### Written task 1
Show every line of the entries that contains the string "tiled".

### Source document
++++
Abstract. Hardware accelerators are becoming ubiquitous high performance scientific computing. They are capable of delivering an unprecedented level of concurrent execution contexts. High-level programming language extensions (e.g., CUDA), profiling tools (e.g., PAPI-CUDA, CUDA Profiler) are paramount to improve productivity, while effectively exploiting the underlying hardware. We present an optimized numerical kernel for computing the symmetric matrix-vector product on nVidia Fermi GPUs. Due to its inherent memory-bound nature, this kernel is very critical in the tridiagonalization of a symmetric dense matrix, which is a preprocessing step to calculate the eigenpairs. Using a novel design to address the irregular memory accesses by hiding latency and increasing bandwidth, our preliminary asymptotic results show 3.5x and 2.5x fold speedups over the similar CUBLAS 4.0 kernel, and 7-8% and 30% fold improvement over the Matrix Algebra on GPU and Multicore Architectures (MAGMA) library in single and double precision arithmetics, respectively.
Introduction
GPUs have been, for a long time, dedicated for graphics processing. However, their increasing level of parallelism and computing capability have drawn attention in the HPC community, as low cost, low power, and high Gflop/s processing units. The latest architecture released by nVidia, codenamed Fermi, has a theoretical peak of 1 Tflop/s for single precision (SP), and about 500 Gflop/s for double precision (DP). Fermi has been highlighted as the first complete GPU computing architecture [5] , with a complete memory hierarchy, ECC support, IEEE 754-2008 compliant floating point performance, and many novel features. Due to the drastic change from the previous GPU architecture, further tuning of existing numerical kernels is required to efficiently exploit new features in the Fermi architecture, in order to boost the performance.
One of the critical numerical kernels in dense linear algebra is the symmetric matrix-vector multiplication (SYMV). The kernel is, by nature, memorybandwidth (BW) bound. It is a core step in computing the eigenpairs of a dense symmetric matrix. Having irregular memory access pattern due to the symmetric property of the matrix, the kernel design on GPUs is challenging. We present a novel design of the SYMV kernel. We try to exploit the new features introduced in Fermi. Most of the techniques used in this design target hiding memory latency and increasing memory bandwidth. When it comes to GPU programming for high performance, there are a lot of knobs to tune a kernel design. However, investigating all these knobs is daunting and time consuming. Therefore, we rely on performance counters to profile existing SYMV kernels in order to detect and identify weak points, where possible improvements can be made. PAPI CUDA Component [3] and the nVidia Compute Profiler [2] were the main performance counter tools used during the design process. The new kernel design is tested against two open-source SYMV kernels: the nVidia's CUBLAS 4.0 implementation and the Matrix Algebra on GPU and Multicore Architectures (MAGMA) 1.0.0-rc5 [1] implementation. MAGMA SYMV kernel [9] was tuned for Fermi. Our preliminary design is 3.5x better than CUBLAS 4.0 and 7-8% better than MAGMA in SP, while the speedup is about 2.5x over CUBLAS 4.0 and 1.3x over MAGMA in DP.
++++
### Supplied material
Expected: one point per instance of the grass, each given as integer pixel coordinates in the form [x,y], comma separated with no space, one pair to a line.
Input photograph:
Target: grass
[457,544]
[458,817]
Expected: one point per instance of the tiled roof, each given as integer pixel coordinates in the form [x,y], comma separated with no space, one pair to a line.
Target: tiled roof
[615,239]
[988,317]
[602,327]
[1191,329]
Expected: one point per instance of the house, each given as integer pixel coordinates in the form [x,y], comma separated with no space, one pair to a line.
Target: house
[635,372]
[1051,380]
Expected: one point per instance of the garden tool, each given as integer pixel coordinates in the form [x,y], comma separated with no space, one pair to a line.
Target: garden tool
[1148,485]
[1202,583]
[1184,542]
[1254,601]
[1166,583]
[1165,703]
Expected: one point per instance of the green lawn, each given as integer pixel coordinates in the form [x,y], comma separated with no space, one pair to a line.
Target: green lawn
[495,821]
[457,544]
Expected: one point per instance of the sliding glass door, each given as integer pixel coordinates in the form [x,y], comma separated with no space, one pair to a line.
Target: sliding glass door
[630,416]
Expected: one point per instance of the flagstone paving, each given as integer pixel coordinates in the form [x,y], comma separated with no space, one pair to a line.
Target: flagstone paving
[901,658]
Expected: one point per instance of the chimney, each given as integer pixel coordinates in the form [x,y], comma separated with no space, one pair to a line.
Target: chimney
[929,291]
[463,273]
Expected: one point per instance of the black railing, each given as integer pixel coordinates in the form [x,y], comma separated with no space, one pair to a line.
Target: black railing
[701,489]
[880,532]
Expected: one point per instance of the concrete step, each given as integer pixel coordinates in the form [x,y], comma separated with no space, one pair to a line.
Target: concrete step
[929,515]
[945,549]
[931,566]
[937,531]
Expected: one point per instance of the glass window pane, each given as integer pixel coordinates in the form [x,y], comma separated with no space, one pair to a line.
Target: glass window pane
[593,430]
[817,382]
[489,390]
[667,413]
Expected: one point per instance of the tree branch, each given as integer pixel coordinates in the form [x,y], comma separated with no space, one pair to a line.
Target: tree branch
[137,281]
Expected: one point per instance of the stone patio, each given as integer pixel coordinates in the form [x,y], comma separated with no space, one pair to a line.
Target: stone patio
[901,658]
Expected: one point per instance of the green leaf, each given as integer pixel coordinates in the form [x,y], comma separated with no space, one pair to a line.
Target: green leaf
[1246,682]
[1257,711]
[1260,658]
++++
### Written task 2
Translate this sentence from the GPU text into Spanish: "GPUs have been, for a long time, dedicated for graphics processing."

### Correct answer 1
Expected: one point per instance of the tiled roof, each given as integer pixel coordinates in the form [x,y], comma separated with no space, one pair to a line.
Target: tiled roof

### Correct answer 2
Durante mucho tiempo, las GPU se han dedicado al procesamiento de gráficos.